▶ [Stated goal 1]: According to the post proposing Spark backend support for Gora, how is Spark advertised?
▶ [Stated goal 2]: In the post proposing Spark backend support for Gora, reproduce the part that opens with the words "Spark Backend Support for" and closes with "Hadoop MapReduce support.", substituting "large-scale data" for "big data".

▶ [Passage shown]:
____

You are viewing a plain text version of this content. The canonical link for it is here.

Posted to user@gora.apache.org by Furkan KAMACI <fu...@gmail.com> on 2015/03/27 18:14:01 UTC

Spark Backend Support for Gora Proposal (GORA-386)

Hi All,

I've submitted a proposal for GORA-386, Spark Backend Support.

You already know that Apache Gora open source framework provides an
in-memory data model and persistence for big data. Gora supports persisting
to column stores, key value stores, document stores and RDBMSs, and
analyzing the data with extensive Apache Hadoop MapReduce support.

On the other hand, Spark is an Apache project advertised as “lightning fast
cluster computing”. It has a thriving open-source community and is the most
active Apache project at the moment.

There is already an existing Map/Reduce support for Apache Gora. However
there is not a generic abstraction layer which allows using some other
replacements instead of that.

At my proposal, I aim to create an abstraction layer and support Spark as a
backend. My goal includes Gora Input Format to RDD Transformation, Generic
Abstraction Layer Backend and Data Storage via newly developed
GoraInputmap. Due to Gora will have an architectural change; I planned to
test its functionality with new architecture.

____

▶ [Records supplied]:
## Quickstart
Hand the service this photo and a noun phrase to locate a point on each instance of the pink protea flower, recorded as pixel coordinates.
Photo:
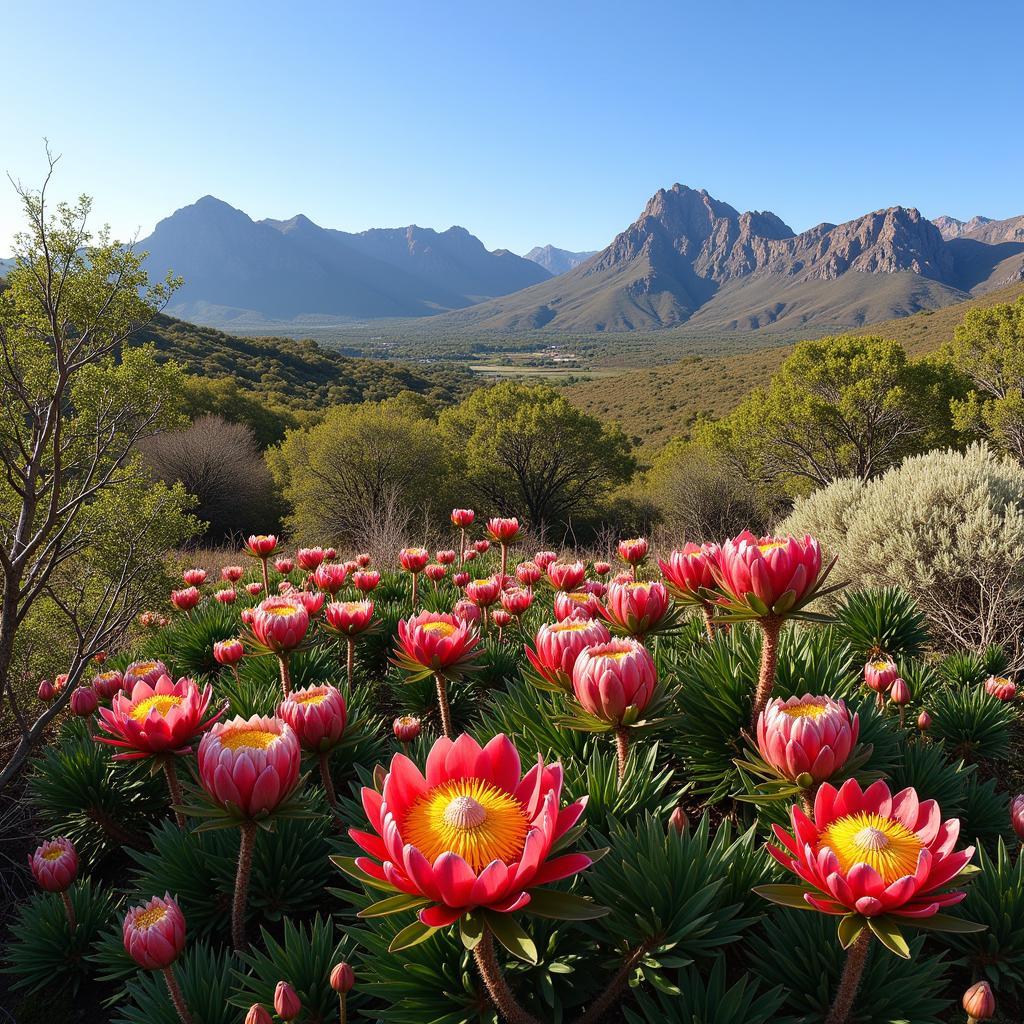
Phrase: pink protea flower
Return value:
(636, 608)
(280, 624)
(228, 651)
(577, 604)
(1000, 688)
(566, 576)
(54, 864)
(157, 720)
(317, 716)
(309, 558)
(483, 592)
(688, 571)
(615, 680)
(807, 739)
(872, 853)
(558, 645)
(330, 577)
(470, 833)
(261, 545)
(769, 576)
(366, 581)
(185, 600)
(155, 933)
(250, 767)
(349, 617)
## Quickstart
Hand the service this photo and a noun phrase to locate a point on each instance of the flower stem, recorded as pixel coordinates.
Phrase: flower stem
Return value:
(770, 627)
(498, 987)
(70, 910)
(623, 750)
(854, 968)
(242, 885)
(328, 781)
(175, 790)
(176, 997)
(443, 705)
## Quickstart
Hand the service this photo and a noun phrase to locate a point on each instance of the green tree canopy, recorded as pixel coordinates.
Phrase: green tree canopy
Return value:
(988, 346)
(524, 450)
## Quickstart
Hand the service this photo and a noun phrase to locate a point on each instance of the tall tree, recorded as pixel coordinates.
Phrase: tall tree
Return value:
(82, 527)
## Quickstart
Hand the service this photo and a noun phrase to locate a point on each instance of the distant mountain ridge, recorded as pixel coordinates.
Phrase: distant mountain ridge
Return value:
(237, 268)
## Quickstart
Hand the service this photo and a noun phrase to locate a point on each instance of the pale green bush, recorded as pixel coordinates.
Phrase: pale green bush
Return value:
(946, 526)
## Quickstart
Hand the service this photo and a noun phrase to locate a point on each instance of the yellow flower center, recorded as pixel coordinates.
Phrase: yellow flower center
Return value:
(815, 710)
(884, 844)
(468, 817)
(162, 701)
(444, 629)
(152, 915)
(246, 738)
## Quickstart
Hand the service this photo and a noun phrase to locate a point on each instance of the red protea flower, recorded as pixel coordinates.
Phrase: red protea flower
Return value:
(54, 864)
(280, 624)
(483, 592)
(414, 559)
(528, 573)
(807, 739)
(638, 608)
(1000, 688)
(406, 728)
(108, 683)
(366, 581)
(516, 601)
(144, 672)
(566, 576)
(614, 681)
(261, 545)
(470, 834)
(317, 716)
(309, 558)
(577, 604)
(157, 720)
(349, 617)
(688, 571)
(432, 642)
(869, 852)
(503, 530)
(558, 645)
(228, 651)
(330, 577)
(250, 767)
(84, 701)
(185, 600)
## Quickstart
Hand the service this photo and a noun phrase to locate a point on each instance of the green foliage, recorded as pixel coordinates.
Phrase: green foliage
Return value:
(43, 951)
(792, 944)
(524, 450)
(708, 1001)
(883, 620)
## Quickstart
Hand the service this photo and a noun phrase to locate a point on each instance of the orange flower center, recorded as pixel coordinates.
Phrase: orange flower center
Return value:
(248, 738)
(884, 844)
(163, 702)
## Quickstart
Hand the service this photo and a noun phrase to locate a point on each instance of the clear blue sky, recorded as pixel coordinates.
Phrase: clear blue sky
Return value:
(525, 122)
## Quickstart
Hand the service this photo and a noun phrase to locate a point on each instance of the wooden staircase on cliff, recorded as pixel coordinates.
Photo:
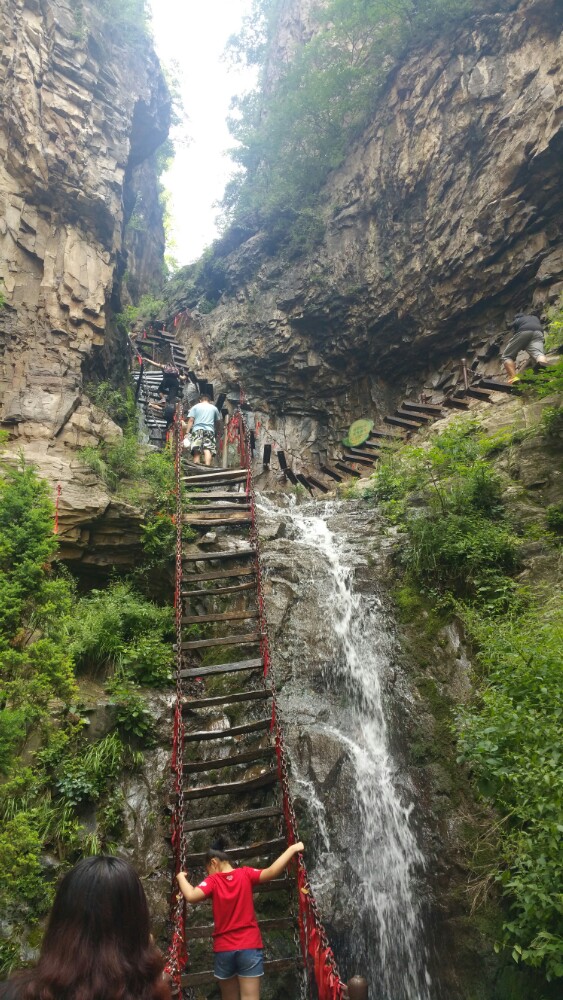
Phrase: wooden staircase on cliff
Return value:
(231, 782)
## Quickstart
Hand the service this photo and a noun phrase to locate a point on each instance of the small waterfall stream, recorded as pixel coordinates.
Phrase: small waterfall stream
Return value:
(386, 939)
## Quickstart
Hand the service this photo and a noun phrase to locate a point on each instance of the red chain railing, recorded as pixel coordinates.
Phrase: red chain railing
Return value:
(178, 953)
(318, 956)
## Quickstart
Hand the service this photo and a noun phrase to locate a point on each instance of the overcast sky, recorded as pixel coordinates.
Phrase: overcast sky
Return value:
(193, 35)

____

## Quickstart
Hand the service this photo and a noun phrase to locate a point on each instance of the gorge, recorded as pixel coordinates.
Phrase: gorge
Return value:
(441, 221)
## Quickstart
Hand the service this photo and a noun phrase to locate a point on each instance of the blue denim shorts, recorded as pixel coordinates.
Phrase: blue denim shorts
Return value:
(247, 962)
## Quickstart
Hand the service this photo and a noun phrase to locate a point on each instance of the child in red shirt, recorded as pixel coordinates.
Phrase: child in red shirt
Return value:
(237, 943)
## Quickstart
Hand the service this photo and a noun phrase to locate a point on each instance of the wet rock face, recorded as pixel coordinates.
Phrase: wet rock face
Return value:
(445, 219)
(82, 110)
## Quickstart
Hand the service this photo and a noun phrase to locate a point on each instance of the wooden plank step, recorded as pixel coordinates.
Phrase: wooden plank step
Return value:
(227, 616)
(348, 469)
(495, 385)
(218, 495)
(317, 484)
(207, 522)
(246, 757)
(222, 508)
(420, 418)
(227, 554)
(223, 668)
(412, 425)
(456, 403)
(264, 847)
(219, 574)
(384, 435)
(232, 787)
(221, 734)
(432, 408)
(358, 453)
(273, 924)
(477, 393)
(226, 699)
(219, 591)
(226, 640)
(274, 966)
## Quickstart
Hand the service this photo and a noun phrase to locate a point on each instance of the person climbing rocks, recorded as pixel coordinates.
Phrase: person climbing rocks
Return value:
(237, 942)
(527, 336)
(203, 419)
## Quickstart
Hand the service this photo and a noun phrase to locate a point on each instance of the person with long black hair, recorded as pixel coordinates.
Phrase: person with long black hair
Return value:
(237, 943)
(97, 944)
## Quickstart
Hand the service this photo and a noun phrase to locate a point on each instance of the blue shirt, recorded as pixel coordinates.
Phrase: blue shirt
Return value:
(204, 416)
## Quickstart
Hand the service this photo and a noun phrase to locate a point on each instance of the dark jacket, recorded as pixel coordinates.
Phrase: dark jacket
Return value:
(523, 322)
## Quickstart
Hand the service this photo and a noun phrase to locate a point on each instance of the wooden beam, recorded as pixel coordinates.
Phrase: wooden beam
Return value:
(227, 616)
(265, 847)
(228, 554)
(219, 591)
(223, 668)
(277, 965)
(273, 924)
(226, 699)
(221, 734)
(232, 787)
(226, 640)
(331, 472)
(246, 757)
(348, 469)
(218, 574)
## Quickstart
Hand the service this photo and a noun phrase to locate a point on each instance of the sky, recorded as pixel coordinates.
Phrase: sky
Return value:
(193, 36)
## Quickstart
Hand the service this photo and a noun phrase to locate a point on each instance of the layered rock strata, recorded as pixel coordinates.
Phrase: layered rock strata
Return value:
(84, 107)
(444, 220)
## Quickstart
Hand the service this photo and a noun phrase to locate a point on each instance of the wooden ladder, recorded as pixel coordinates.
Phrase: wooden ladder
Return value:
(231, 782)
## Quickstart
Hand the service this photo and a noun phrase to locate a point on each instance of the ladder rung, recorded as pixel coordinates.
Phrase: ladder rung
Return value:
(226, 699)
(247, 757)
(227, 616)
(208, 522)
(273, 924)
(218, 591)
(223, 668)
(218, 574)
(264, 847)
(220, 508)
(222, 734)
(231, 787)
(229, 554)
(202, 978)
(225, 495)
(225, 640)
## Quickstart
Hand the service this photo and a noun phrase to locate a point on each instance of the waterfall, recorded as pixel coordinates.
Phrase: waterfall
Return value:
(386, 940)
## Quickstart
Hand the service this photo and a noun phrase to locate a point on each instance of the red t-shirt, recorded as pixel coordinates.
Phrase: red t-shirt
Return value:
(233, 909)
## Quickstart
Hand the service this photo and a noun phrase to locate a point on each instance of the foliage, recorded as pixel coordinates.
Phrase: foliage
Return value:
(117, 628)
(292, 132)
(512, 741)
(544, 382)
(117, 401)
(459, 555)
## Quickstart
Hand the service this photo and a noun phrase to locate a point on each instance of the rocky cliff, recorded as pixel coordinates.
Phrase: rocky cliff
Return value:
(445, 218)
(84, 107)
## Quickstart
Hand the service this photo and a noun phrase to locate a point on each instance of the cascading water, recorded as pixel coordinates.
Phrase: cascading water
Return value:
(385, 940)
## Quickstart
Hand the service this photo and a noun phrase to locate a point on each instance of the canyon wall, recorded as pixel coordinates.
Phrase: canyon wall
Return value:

____

▶ [Worked solution 1]: As "lightning fast cluster computing."

▶ [Worked solution 2]:
Spark Backend Support for Gora Proposal (GORA-386)

Hi All,

I've submitted a proposal for GORA-386, Spark Backend Support.

You already know that Apache Gora open source framework provides an
in-memory data model and persistence for large-scale data. Gora supports persisting
to column stores, key value stores, document stores and RDBMSs, and
analyzing the data with extensive Apache Hadoop MapReduce support.